:: Exercise goal ::
Rewrite the listing below as a numbered list with blank lines removed, and leave the picture out of your answer.

:: Records for processing ::
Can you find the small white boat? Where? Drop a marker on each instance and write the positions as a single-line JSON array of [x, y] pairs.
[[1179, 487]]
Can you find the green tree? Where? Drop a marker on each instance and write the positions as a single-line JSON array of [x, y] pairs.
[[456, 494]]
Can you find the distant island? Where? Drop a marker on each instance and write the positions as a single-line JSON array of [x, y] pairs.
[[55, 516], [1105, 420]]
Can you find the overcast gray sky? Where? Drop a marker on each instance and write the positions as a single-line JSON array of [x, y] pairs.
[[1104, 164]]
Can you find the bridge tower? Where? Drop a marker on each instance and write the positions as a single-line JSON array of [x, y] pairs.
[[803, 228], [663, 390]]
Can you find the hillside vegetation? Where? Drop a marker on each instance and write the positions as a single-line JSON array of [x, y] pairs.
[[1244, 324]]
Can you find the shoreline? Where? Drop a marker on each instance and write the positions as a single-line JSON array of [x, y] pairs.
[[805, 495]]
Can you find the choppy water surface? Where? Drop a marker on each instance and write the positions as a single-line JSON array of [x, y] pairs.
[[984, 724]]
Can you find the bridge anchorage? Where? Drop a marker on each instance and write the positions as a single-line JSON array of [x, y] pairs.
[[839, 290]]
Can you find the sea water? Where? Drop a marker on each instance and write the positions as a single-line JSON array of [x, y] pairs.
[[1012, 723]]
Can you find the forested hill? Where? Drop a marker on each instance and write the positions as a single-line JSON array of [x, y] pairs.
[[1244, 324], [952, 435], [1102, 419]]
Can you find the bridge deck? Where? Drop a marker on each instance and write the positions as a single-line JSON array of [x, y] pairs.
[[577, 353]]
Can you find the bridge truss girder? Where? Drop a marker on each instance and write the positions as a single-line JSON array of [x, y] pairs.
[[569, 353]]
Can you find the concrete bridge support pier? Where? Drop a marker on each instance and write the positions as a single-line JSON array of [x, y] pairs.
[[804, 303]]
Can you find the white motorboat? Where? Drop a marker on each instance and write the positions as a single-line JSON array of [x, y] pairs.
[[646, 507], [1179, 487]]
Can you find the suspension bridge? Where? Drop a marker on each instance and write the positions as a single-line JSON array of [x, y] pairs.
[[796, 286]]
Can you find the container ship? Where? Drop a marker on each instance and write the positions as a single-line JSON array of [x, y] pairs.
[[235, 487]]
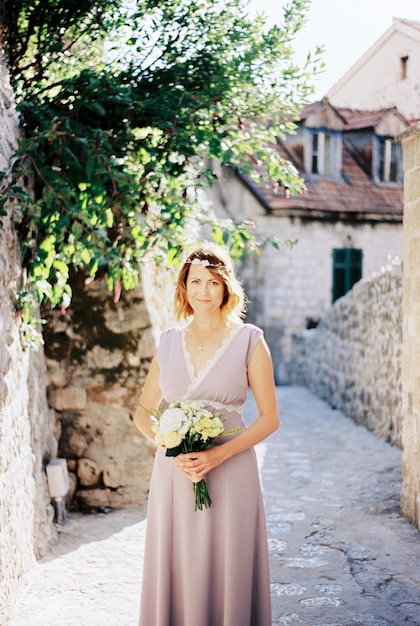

:: Solution to this problem ::
1. Can you find the small white boat? Where? Drop a marker on each instance and write the positions as a single-line JSON array of [x, y] pairs.
2. [[1179, 487]]
3. Can you find the green tree? Where? Drop a marker on each instance and write the positions as a single-line JSON array of [x, y] pairs.
4. [[456, 494]]
5. Can you find the distant island? Where? Drop a marker on each instance and write the positions as a single-line JSON array of [x, y] pairs.
6. [[55, 516], [1105, 420]]
7. Can you find the overcast gray sky? Where? Drop a marker on each instance and write the positions as a single-line JSON array of [x, y] pairs.
8. [[1104, 164]]
9. Can you find the bridge tower? Where? Drop a marker on each instance and write the positions as a single-line JSON array of [x, y] pairs.
10. [[803, 228], [663, 390]]
11. Can you find the hillside vegetation? Where? Drop a marker on each instance and write the positions as a single-line JSON array of [x, y] pairs.
12. [[1244, 324]]
13. Can you find the shoreline? Where? Drop a marker on each instance and write the positions as a single-line JSON array of [x, y] pairs.
14. [[805, 495]]
15. Can you find the choppy water surface? Where? Drop a marker on each instance and write the positions as a single-line JSON array of [x, y] pairs.
16. [[984, 724]]
17. Can you find the bridge anchorage? Where? Drop a marker on each instance and write the positions as a single-line JSON array of [x, y] pairs.
18. [[839, 290]]
19. Can you find the sea water? Where? Drop a marker on each instance and write the positions as a single-line JSON array of [x, y] pairs.
20. [[1012, 723]]
21. Can you find the forested hill? Where? Drop a marker on each instance and write the positions as a single-line JSON array of [x, y] pairs.
22. [[1244, 324], [952, 435], [1102, 419]]
23. Can you find the bridge deck? Where? Drop a marker on each instance and write the positions as a single-line JSON array of [x, y] pairs.
24. [[577, 353]]
25. Can you find the bridge truss girder? Where? Drop a marker on each instance and write the positions as a single-line JSON array of [x, y] pairs.
26. [[569, 353]]
27. Can you find the concrete bridge support pier? Where? Drop a marker on each instance and write the positions as a single-line JSON array of [x, y] pairs.
28. [[804, 303]]
29. Can you find the white motorboat? Where? Drop a marker on each instance and write the positions as a single-line JSON array of [x, y] pairs.
30. [[646, 507], [1179, 487]]
31. Can you find the suspension bridge? Where? Drop a marker on each instance and write the positions as a single-line JSON array of [x, y] pairs.
32. [[796, 286]]
33. Can you find the container ship? Where? Drop a marker on each instance and write the positions as a single-line JSON array of [x, y] pairs.
34. [[235, 487]]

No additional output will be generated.